Recommendations for Executive Action

  1. Status: Closed - Implemented

    Comments: In November 2007, the National Marine Fisheries Service (NMFS), published a technical guidance document called "The Design and Use of Limited Access Privilege Programs". In this document NMFS notes that when the Magnuson Stevens Fishery Conservation and Management Act (MSA) was reauthorized in January 2007, it required that for limited access privilege programs (LAPP), which include individual fishing quota (IFQ) programs, the regional fishery management councils (RFMC) must specify the goals of the program and include provisions for regular monitoring and review to ensure that the goals are achieved. In its guidance document, NMFS advises that the RFMCs should establish the fishery management objectives or goals that they wish to achieve with a fishery management plan, such as a LAP or IFQ plan. They also counsel that the objectives will be most useful if they are stated such that it is possible to measure the degree to which they are achieved. The guidance document further states that the RFMCs should develop monitoring protocols that can determine if the selected management measures are producing the desired results. According to NMFS, these requirements would apply to any management measures including the goals of community protection and new entry. As such, as future LAP or IFQ plans are developed that include the goals of community protection and new entry, they will be obligated to comply with the requirements of the revised MSA and NMFS guidance.

    Recommendation: To protect fishing communities and facilitate new entry into new or existing IFQ fisheries, the Director of the National Marine Fisheries Service should ensure that regional fishery management councils that are designing community protection and new entry methods develop clearly defined and measurable community protection and new entry objectives.
◇ ◇ ◇ ◇
## SET TASK
Rewrite the fisheries recommendation text between "Recommendation: To protect" and "new entry objectives.", inclusive, using "Administrator" in place of "Director".
◇ ◇ ◇ ◇
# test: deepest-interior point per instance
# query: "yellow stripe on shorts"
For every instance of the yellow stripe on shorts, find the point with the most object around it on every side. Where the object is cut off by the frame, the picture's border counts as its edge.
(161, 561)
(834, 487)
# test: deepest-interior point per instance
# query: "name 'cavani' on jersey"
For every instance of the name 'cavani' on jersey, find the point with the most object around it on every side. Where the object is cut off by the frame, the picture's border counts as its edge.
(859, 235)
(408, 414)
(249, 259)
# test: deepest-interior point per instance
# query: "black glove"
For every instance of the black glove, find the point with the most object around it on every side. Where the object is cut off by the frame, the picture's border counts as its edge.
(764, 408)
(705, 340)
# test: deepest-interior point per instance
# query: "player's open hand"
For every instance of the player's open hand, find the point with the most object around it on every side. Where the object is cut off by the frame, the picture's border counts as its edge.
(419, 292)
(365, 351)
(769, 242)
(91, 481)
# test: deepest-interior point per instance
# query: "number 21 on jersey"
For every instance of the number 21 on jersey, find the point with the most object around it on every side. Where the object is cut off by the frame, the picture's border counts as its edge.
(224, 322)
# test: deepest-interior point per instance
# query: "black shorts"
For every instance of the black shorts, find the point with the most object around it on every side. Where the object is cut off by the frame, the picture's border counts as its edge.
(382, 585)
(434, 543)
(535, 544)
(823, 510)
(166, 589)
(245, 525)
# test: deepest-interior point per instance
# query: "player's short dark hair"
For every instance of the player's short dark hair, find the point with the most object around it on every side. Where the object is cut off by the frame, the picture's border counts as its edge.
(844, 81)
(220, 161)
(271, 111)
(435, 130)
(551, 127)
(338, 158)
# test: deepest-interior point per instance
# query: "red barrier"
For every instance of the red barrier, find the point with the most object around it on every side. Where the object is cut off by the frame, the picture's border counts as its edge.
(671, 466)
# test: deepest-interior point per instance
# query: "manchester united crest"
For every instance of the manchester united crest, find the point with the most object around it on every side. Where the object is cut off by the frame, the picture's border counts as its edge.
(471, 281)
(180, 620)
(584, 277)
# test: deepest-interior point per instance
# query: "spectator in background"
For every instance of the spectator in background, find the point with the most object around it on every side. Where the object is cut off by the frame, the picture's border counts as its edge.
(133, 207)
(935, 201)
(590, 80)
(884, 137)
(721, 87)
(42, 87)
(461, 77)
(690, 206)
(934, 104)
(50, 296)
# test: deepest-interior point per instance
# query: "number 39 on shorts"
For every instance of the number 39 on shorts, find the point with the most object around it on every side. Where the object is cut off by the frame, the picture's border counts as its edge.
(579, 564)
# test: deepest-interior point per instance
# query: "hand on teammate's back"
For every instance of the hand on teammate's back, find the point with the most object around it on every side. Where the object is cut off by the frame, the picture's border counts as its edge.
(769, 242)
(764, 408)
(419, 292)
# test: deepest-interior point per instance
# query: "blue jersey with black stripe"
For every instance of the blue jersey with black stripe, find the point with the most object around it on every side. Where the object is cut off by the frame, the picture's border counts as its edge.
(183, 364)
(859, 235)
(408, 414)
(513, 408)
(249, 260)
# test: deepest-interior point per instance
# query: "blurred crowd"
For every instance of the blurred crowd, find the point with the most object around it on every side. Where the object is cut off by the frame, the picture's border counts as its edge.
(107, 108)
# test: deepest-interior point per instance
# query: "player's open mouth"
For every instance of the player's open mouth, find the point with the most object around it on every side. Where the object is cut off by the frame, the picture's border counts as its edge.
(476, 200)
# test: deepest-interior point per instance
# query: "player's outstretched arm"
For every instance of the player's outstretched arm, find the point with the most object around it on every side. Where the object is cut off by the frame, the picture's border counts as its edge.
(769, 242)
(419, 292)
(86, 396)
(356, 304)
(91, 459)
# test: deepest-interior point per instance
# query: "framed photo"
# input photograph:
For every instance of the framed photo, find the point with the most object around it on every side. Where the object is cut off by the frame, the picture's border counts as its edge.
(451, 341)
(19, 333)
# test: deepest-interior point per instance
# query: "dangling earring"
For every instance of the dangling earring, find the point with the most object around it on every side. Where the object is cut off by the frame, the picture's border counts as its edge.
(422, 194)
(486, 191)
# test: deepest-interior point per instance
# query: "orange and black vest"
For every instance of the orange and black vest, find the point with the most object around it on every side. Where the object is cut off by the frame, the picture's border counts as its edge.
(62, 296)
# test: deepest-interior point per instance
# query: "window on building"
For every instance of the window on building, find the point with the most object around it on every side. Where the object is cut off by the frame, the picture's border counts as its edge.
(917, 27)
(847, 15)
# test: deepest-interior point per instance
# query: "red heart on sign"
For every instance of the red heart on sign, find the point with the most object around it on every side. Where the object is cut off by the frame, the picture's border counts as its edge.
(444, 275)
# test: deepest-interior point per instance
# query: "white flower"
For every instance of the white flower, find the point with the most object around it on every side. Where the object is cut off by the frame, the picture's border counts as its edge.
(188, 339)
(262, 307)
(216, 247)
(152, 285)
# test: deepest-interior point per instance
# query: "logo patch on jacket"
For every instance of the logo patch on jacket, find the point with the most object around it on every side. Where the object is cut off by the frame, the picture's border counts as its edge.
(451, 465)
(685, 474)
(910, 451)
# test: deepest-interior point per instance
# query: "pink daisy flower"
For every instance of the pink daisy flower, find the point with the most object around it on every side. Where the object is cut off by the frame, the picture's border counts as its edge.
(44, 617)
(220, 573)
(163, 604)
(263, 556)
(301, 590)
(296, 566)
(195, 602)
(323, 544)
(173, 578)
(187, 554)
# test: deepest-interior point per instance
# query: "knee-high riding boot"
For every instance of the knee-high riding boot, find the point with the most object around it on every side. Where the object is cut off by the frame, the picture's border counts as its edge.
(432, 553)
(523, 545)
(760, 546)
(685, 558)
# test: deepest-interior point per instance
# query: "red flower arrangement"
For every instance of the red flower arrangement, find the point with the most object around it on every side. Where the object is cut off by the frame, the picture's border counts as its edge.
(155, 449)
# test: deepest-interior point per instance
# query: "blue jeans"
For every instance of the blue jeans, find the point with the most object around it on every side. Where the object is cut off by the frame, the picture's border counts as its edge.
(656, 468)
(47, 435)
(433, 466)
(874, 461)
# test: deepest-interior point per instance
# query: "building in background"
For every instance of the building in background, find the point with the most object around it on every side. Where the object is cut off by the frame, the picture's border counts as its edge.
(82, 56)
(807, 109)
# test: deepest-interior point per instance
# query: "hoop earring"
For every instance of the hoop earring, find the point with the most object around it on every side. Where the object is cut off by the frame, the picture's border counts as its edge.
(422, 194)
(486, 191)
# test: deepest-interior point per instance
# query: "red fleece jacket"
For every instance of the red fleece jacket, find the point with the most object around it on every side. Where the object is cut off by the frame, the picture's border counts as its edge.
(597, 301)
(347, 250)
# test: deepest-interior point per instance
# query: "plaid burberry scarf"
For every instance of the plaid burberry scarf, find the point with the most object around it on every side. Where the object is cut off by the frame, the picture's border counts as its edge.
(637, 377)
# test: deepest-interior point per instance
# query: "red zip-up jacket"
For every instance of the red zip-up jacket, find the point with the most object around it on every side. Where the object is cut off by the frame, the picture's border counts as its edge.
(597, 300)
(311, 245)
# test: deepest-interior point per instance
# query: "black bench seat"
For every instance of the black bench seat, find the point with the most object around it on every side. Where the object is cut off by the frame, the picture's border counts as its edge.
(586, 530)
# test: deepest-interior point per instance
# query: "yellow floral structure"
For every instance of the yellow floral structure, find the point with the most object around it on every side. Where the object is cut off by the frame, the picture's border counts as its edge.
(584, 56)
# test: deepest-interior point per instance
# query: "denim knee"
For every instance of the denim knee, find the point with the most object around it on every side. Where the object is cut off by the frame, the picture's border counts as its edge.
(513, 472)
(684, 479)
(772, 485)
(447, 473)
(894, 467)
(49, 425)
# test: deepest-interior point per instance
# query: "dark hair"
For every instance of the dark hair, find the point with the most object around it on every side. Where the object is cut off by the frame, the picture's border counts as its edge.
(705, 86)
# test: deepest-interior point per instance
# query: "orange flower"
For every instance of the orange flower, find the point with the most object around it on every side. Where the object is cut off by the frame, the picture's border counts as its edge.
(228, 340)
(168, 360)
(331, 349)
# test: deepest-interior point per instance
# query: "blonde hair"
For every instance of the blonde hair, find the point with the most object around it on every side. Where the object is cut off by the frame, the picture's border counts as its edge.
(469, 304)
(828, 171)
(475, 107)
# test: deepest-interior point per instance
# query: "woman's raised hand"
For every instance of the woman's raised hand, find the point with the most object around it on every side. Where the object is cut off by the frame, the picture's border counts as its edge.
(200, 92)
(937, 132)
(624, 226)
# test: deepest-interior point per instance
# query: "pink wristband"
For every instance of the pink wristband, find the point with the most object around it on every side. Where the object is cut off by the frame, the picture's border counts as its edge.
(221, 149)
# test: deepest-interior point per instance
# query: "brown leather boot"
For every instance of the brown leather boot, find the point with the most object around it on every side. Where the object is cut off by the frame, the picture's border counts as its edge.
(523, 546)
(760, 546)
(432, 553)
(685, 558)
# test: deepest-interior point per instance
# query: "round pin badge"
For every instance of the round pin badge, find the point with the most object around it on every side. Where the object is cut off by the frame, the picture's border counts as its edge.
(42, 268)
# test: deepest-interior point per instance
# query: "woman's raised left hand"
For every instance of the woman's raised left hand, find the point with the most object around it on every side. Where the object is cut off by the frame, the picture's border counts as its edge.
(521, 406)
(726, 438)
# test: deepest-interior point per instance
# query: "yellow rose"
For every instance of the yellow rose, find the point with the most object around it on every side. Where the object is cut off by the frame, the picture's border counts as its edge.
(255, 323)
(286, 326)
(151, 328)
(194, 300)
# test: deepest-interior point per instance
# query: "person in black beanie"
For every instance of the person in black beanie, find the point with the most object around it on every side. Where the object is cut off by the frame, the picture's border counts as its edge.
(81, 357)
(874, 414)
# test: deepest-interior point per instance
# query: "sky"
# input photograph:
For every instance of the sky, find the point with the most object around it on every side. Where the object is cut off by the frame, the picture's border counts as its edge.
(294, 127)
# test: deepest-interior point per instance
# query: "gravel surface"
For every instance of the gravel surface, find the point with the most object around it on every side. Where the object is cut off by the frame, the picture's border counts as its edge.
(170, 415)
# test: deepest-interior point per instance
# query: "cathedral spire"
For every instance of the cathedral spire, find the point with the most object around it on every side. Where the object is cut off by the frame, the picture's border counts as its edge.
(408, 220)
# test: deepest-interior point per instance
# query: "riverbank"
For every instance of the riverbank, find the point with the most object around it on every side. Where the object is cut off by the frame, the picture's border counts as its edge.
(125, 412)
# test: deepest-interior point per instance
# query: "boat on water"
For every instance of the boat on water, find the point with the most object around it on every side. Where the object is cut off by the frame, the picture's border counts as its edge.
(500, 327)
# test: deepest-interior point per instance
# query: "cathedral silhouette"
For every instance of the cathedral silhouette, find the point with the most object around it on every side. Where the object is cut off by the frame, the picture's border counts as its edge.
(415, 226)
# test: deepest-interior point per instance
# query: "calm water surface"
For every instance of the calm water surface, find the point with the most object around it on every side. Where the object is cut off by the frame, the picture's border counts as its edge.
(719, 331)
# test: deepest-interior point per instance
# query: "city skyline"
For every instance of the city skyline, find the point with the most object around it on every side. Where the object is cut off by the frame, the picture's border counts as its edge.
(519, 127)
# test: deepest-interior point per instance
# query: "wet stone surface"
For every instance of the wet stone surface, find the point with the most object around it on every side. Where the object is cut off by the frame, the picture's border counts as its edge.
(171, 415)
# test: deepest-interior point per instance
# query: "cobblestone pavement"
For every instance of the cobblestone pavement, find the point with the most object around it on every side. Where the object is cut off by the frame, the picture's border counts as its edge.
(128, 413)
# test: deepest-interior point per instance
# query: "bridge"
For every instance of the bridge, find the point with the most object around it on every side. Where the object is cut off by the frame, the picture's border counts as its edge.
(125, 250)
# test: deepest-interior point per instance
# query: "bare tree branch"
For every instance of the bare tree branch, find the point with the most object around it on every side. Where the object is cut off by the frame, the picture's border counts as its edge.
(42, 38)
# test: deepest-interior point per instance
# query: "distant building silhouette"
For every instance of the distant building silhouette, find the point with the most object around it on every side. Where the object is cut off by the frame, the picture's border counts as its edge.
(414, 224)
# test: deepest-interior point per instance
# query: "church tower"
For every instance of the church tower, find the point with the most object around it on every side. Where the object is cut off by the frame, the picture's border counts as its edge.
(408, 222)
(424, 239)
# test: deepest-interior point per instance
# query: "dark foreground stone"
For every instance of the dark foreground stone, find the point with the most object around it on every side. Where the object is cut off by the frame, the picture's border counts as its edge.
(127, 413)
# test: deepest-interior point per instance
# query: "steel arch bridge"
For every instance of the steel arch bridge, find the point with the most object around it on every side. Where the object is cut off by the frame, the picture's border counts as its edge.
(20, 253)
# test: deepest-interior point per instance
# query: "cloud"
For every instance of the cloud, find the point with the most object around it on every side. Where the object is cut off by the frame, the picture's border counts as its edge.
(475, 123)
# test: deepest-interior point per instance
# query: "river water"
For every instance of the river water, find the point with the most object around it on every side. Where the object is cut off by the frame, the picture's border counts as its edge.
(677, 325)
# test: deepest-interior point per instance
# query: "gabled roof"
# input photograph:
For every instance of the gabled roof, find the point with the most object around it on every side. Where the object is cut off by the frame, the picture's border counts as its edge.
◇ ◇ ◇ ◇
## THE RESULT
Recommendation: To protect fishing communities and facilitate new entry into new or existing IFQ fisheries, the Administrator of the National Marine Fisheries Service should ensure that regional fishery management councils that are designing community protection and new entry methods develop clearly defined and measurable community protection and new entry objectives.